• Excerpted data:
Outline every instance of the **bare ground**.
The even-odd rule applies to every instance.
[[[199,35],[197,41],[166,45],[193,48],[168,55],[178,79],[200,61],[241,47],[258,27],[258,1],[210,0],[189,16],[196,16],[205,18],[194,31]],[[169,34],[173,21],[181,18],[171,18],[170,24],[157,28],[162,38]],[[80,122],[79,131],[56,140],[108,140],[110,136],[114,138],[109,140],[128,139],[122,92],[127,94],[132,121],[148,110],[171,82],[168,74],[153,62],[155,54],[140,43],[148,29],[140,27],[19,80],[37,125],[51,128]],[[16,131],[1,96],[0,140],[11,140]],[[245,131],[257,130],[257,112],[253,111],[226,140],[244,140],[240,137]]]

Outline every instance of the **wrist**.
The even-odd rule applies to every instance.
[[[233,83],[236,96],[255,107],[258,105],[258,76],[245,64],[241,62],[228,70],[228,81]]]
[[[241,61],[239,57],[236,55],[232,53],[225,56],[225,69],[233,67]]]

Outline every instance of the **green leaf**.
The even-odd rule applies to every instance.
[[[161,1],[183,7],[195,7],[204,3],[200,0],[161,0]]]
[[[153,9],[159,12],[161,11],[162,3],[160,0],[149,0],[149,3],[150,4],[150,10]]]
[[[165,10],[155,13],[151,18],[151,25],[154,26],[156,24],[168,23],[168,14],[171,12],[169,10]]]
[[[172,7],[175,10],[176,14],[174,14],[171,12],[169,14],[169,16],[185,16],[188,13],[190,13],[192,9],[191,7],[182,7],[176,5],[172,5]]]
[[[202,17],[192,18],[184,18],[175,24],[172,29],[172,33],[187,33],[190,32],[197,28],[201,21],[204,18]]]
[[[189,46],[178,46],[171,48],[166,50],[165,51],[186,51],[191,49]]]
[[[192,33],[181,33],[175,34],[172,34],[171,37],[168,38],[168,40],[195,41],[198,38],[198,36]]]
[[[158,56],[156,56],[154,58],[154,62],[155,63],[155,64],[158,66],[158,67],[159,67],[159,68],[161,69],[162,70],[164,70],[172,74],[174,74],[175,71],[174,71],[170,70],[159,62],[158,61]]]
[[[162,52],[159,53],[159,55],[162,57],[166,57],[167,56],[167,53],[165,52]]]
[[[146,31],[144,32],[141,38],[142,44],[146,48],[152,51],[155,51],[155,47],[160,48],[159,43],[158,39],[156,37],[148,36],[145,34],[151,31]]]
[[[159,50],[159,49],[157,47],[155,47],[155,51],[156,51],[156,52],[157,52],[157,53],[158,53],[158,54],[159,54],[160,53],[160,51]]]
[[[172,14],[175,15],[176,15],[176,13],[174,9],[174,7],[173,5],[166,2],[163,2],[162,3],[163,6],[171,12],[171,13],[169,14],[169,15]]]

• Problem description:
Identify every line in the data above that contains the word "Outline", and copy each of those lines.

• Answer to this exercise:
Outline every instance of the **bare ground**.
Outline every instance of the **wrist**.
Outline every instance of the **green leaf**.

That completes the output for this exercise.